■ Work item
Look through the records below for the line with "Target: man in white shirt". Return that line and each one after it up to and including the line with "Target: stone monument", exactly.

(Dataset entries)

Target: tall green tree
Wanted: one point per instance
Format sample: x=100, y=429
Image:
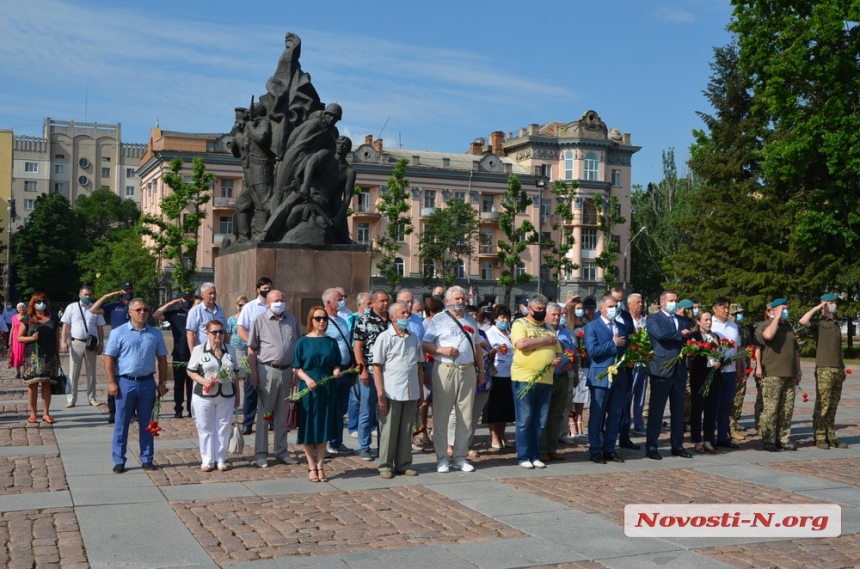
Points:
x=448, y=239
x=45, y=251
x=517, y=237
x=176, y=230
x=393, y=205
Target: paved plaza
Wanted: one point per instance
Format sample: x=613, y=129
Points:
x=60, y=505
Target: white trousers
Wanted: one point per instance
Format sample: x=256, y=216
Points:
x=213, y=416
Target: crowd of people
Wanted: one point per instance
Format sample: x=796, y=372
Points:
x=391, y=362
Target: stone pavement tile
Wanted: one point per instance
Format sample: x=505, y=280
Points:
x=41, y=538
x=147, y=535
x=35, y=473
x=245, y=529
x=510, y=553
x=843, y=551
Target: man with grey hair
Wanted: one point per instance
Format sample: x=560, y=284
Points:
x=200, y=315
x=452, y=339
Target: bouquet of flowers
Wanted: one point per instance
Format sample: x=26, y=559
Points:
x=298, y=395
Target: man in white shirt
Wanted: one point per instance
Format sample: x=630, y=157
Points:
x=78, y=325
x=725, y=328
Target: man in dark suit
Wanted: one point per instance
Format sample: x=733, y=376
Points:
x=605, y=340
x=667, y=332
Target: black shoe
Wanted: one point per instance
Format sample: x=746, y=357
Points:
x=598, y=459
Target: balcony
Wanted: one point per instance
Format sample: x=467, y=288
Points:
x=224, y=203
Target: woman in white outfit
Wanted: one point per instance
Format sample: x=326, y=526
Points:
x=213, y=366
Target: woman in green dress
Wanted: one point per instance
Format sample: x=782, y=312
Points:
x=317, y=356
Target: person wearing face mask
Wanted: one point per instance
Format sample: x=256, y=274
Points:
x=398, y=375
x=271, y=344
x=780, y=361
x=829, y=371
x=82, y=324
x=500, y=405
x=116, y=313
x=175, y=312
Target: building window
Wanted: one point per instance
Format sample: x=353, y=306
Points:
x=487, y=204
x=225, y=224
x=589, y=239
x=364, y=233
x=592, y=165
x=487, y=271
x=589, y=271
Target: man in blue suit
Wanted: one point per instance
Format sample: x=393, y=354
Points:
x=667, y=332
x=605, y=340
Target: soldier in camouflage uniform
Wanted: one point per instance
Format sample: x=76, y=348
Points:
x=829, y=371
x=780, y=361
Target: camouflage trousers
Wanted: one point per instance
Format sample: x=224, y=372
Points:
x=828, y=392
x=777, y=409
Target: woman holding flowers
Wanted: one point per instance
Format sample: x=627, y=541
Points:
x=212, y=367
x=317, y=357
x=536, y=353
x=704, y=402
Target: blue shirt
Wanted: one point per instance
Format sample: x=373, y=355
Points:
x=135, y=350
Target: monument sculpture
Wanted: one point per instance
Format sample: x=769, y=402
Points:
x=298, y=183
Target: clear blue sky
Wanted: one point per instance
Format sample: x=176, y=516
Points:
x=440, y=73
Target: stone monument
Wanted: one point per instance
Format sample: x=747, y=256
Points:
x=291, y=216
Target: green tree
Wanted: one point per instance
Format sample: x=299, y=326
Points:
x=123, y=257
x=448, y=239
x=44, y=251
x=517, y=237
x=555, y=256
x=176, y=230
x=103, y=212
x=393, y=205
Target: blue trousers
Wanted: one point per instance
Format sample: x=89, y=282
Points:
x=344, y=386
x=604, y=415
x=531, y=411
x=724, y=410
x=367, y=413
x=133, y=396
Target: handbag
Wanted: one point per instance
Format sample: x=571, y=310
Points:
x=293, y=408
x=237, y=439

(End Dataset entries)

■ Solution
Target: man in white shirt
Wanted: one point per instance
Format sample: x=630, y=157
Points:
x=78, y=325
x=725, y=328
Target: man in dark suit
Wanted: one point per instance
Format sample: x=733, y=376
Points:
x=605, y=340
x=667, y=332
Target: black shoe
Wanted: one point per instance
Format sample: x=746, y=357
Points:
x=598, y=459
Target: balcony
Wanted: one point per instance
Format sample: x=467, y=288
Points:
x=224, y=203
Target: woman in white outfit
Wanted: one point per instance
Format sample: x=326, y=526
Points:
x=213, y=366
Target: woman in green dress
Wanted: one point per instance
Format sample: x=782, y=312
Points:
x=317, y=356
Target: person wearing face mask
Wanted: one point per instance
Format sample: x=256, y=274
Points:
x=398, y=375
x=271, y=344
x=780, y=361
x=829, y=371
x=82, y=324
x=500, y=405
x=116, y=313
x=175, y=312
Target: building window
Wanted: one point per instance
Format sample: x=353, y=306
Points:
x=487, y=204
x=225, y=224
x=589, y=239
x=364, y=233
x=592, y=165
x=487, y=271
x=589, y=271
Target: man in blue suit
Wanted: one point per instance
Format sample: x=393, y=354
Points:
x=667, y=332
x=605, y=340
Target: soldier in camouflage uniform
Wanted: one point per instance
Format sample: x=76, y=348
Points:
x=829, y=371
x=780, y=361
Target: camouflage trousers
Wanted: one point per instance
Format sample: x=224, y=372
Points:
x=828, y=392
x=777, y=409
Target: woman holding flowers
Wanted: one point per instance
Format sample: x=627, y=541
Points:
x=212, y=367
x=317, y=357
x=536, y=353
x=704, y=402
Target: blue shirt
Wanted: one point per instance
Format sample: x=373, y=355
Points:
x=135, y=350
Target: monument sculpture
Wanted: one point per instance
Format sample: x=769, y=402
Points:
x=298, y=183
Target: clear blue sky
Wanted: one point per instance
Format sample: x=176, y=516
Points:
x=440, y=73
Target: stone monument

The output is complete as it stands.